_Task instructions_
Convert every line of the records below into a JSON list of strings, with one string per line and blank lines omitted. Exclude the pictures from the list.

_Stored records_
[start]
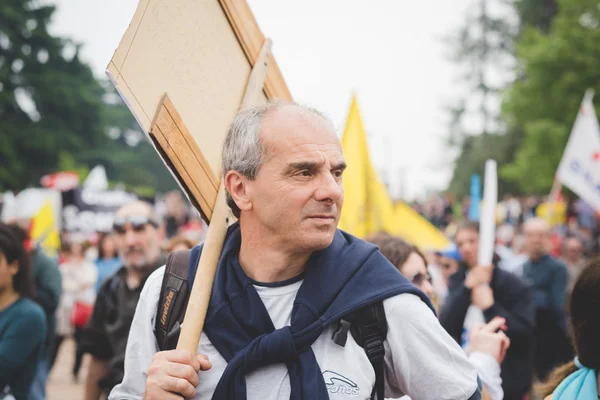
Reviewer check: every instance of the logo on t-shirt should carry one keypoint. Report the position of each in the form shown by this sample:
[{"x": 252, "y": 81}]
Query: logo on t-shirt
[{"x": 339, "y": 384}]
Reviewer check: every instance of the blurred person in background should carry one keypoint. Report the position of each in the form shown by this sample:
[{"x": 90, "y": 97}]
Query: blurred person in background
[
  {"x": 47, "y": 283},
  {"x": 516, "y": 259},
  {"x": 79, "y": 277},
  {"x": 578, "y": 378},
  {"x": 138, "y": 233},
  {"x": 177, "y": 214},
  {"x": 108, "y": 261},
  {"x": 548, "y": 279},
  {"x": 22, "y": 321},
  {"x": 479, "y": 293},
  {"x": 489, "y": 341},
  {"x": 177, "y": 243},
  {"x": 448, "y": 266},
  {"x": 574, "y": 259},
  {"x": 407, "y": 259}
]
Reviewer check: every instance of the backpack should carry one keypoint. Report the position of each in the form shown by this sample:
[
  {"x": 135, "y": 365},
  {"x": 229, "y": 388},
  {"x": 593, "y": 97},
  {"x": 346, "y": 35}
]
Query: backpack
[{"x": 367, "y": 325}]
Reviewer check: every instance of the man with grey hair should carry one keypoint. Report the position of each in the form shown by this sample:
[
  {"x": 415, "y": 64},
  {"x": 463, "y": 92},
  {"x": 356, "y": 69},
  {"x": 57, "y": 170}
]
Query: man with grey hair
[
  {"x": 287, "y": 282},
  {"x": 548, "y": 278}
]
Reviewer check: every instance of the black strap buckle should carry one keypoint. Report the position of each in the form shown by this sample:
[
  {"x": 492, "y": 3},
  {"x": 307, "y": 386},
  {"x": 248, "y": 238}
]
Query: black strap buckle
[
  {"x": 374, "y": 349},
  {"x": 340, "y": 336}
]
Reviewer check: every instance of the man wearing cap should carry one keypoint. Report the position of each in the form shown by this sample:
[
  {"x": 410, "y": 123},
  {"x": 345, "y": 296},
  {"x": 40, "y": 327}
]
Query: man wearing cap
[
  {"x": 286, "y": 279},
  {"x": 139, "y": 233}
]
[end]
_Solution to this problem_
[
  "Reviewer check: every instance of the logo on t-shirt should carry one keypoint. Report the position of each in the form shown by this sample:",
  "[{\"x\": 252, \"y\": 81}]",
  "Query: logo on t-shirt",
  "[{\"x\": 339, \"y\": 384}]",
  "Reviewer check: every instance of the blurred person in background should carry one keypoint. Report the position of each in the form shown by this sample:",
  "[{\"x\": 90, \"y\": 97}]",
  "Query: blurred person in background",
  "[",
  "  {\"x\": 47, \"y\": 283},",
  "  {\"x\": 516, \"y\": 259},",
  "  {\"x\": 79, \"y\": 277},",
  "  {\"x\": 578, \"y\": 378},",
  "  {\"x\": 138, \"y\": 233},",
  "  {\"x\": 177, \"y\": 214},",
  "  {\"x\": 108, \"y\": 261},",
  "  {\"x\": 548, \"y\": 279},",
  "  {\"x\": 22, \"y\": 321},",
  "  {\"x\": 479, \"y\": 293},",
  "  {\"x\": 489, \"y\": 341},",
  "  {\"x\": 177, \"y\": 243},",
  "  {\"x\": 448, \"y\": 266},",
  "  {\"x\": 574, \"y\": 259},",
  "  {\"x\": 407, \"y\": 259}",
  "]",
  "Reviewer check: every instance of the backpack should carry one keypoint. Report the position of each in the form shown by this sample:",
  "[",
  "  {\"x\": 135, \"y\": 365},",
  "  {\"x\": 229, \"y\": 388},",
  "  {\"x\": 593, \"y\": 97},",
  "  {\"x\": 346, \"y\": 35}",
  "]",
  "Query: backpack",
  "[{\"x\": 367, \"y\": 325}]",
  "Reviewer check: every instance of the man with grey hair should carry one keypoint. Report the position of each in the form shown by this sample:",
  "[",
  "  {\"x\": 415, \"y\": 64},",
  "  {\"x\": 463, \"y\": 92},",
  "  {\"x\": 356, \"y\": 69},",
  "  {\"x\": 57, \"y\": 170}",
  "]",
  "Query: man with grey hair",
  "[",
  "  {\"x\": 287, \"y\": 282},",
  "  {\"x\": 548, \"y\": 278}",
  "]",
  "Reviewer check: every instance of the black strap buckle should carry one keypoint. Report the position of each in the form shown by this sample:",
  "[",
  "  {\"x\": 492, \"y\": 3},",
  "  {\"x\": 307, \"y\": 386},",
  "  {\"x\": 248, \"y\": 238}",
  "]",
  "Query: black strap buckle",
  "[",
  "  {\"x\": 374, \"y\": 349},",
  "  {\"x\": 340, \"y\": 336}",
  "]",
  "Reviewer check: every instance of the man wearing cap should carry one keypoint. Report the position of each in the form shown by this sample:",
  "[",
  "  {\"x\": 410, \"y\": 123},",
  "  {\"x\": 345, \"y\": 296},",
  "  {\"x\": 40, \"y\": 327}",
  "]",
  "Query: man wearing cap",
  "[",
  "  {\"x\": 286, \"y\": 279},",
  "  {\"x\": 139, \"y\": 233}",
  "]"
]